*Exercise 1:*
Answer these questions using the text about the Peraltas' art sources:
(a) Which fellow collector do the Peraltas especially admire?
(b) At which gallery does Ineke Zigrossi work?
(c) Which German auctioneers are named?
*Exercise 2:* Condense the paragraph beginning "Luckily, metropolitan Toronto" from the text about the Peraltas' art sources into two or three sentences, keeping its main facts.
*Exercise 3:* List every city other than Toronto where, according to the text about the Peraltas' art sources, the couple have strong connections to comparable sources.

Luckily, metropolitan Toronto is home to superb galleries, auctions, fairs, and a lively arts community, and the Peraltas especially admire their fellow collector Jeanne Banka, a fixture on the scene “who feels personal joy when she sees us go home with a new piece, and whose enthusiasm is infectious.” The couple also have strong connections to comparable sources in Montreal, Vancouver, New York, Los Angeles, and Chicago, and naturally they follow developments via the Internet and magazines.

The Peraltas are quick to praise sources that have been particularly helpful. They include John Kinsella and Gisella Giacalone at Mira Godard Gallery (Toronto), Ineke Zigrossi at Abbozzo Gallery (Toronto), Kipling Gallery (Woodbridge, Ontario), Montreal’s Galerie Cosner and Galerie Claude Lafitte, KP Projects (Los Angeles), Alpha 137 Gallery (New York City), the Canadian auctioneers Cowley & Abbott, Heffels, and Waddingtons, and the German auctioneers Auctionata and Bassenge.

Dataset excerpts
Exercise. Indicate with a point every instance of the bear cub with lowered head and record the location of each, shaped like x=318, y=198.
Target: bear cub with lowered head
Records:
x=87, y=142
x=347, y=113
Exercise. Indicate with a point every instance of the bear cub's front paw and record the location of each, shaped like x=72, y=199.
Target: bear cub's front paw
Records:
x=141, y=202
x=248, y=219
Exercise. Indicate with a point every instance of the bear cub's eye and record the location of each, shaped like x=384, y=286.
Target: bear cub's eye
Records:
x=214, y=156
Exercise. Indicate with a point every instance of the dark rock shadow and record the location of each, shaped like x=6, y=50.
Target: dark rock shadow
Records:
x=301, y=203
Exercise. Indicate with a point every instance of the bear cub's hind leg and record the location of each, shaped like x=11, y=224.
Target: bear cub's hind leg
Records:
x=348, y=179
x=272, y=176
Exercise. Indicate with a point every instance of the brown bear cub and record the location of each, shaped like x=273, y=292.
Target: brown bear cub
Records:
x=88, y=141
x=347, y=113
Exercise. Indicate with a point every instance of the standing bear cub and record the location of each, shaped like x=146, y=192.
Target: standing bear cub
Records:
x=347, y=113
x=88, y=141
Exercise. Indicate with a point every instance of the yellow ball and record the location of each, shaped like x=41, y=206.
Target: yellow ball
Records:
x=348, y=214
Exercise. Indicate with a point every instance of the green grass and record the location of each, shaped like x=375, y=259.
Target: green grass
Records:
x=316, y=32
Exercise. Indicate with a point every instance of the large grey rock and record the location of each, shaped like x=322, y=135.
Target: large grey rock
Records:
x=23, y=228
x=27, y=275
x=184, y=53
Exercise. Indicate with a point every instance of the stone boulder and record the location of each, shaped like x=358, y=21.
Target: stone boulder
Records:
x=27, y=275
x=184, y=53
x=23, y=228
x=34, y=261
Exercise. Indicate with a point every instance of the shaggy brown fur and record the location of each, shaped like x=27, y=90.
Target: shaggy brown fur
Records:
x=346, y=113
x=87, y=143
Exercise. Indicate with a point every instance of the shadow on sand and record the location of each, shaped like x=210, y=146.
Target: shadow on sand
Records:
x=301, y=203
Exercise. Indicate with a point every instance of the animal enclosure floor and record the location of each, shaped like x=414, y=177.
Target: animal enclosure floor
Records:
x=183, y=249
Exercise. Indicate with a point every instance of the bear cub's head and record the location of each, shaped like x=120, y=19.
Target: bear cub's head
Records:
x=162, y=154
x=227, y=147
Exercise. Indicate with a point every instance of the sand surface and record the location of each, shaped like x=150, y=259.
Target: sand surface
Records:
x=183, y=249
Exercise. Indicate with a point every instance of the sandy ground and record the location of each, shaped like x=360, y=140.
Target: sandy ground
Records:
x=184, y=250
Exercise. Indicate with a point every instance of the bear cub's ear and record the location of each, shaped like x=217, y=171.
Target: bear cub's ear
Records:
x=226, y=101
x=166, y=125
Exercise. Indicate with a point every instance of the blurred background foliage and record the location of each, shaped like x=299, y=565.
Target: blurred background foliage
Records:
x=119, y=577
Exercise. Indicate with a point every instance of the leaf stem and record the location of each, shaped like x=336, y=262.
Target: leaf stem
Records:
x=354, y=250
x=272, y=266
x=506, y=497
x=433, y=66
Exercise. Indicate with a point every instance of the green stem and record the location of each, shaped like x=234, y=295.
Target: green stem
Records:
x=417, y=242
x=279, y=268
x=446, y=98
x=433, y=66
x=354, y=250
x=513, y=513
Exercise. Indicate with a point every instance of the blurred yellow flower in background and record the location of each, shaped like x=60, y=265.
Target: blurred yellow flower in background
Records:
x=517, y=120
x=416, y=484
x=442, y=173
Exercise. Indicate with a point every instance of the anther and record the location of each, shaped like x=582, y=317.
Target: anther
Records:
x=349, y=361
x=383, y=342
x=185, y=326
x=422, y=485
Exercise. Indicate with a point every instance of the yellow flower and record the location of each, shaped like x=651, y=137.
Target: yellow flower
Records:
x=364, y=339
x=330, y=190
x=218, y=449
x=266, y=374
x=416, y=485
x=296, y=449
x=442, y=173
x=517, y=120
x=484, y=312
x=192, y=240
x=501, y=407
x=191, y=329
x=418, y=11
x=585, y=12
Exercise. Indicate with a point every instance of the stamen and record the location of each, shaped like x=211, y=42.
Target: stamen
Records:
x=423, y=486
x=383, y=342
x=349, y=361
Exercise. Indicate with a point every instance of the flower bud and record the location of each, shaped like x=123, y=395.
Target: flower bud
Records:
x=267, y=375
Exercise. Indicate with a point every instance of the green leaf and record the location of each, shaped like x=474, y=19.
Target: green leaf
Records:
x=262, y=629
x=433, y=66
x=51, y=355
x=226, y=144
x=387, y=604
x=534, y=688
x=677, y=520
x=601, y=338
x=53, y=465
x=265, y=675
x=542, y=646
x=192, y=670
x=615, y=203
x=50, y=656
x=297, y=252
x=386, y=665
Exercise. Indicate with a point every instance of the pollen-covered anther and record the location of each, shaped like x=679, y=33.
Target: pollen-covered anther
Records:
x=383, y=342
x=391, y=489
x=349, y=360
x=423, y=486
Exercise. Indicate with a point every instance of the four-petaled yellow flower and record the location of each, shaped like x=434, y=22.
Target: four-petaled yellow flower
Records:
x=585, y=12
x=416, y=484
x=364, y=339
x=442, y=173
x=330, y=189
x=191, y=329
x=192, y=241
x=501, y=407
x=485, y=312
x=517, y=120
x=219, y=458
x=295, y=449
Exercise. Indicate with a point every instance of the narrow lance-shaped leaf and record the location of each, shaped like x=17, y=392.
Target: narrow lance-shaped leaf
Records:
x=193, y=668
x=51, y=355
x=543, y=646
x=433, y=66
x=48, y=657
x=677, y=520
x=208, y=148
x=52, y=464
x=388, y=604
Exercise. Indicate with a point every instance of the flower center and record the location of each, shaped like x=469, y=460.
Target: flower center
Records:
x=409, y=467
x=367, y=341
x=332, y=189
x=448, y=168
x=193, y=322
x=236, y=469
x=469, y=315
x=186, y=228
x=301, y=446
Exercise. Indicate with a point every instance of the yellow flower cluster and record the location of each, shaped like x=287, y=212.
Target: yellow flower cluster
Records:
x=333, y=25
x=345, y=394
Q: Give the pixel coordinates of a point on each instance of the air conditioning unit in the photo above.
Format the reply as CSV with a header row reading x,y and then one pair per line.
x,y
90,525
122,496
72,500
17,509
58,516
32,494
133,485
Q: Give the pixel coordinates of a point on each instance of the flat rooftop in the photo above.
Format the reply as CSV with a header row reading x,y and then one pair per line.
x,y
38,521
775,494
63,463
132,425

*Exercise solution 1:*
(a) Jeanne Banka
(b) Abbozzo Gallery (Toronto)
(c) Auctionata and Bassenge

*Exercise solution 2:* Toronto offers excellent galleries, auctions, fairs, and an active arts community, and the Peraltas especially admire fellow collector Jeanne Banka, whose enthusiasm for their new acquisitions is infectious. They also have strong ties to similar sources in Montreal, Vancouver, New York, Los Angeles, and Chicago, and follow developments online and in magazines.

*Exercise solution 3:*
Montreal
Vancouver
New York
Los Angeles
Chicago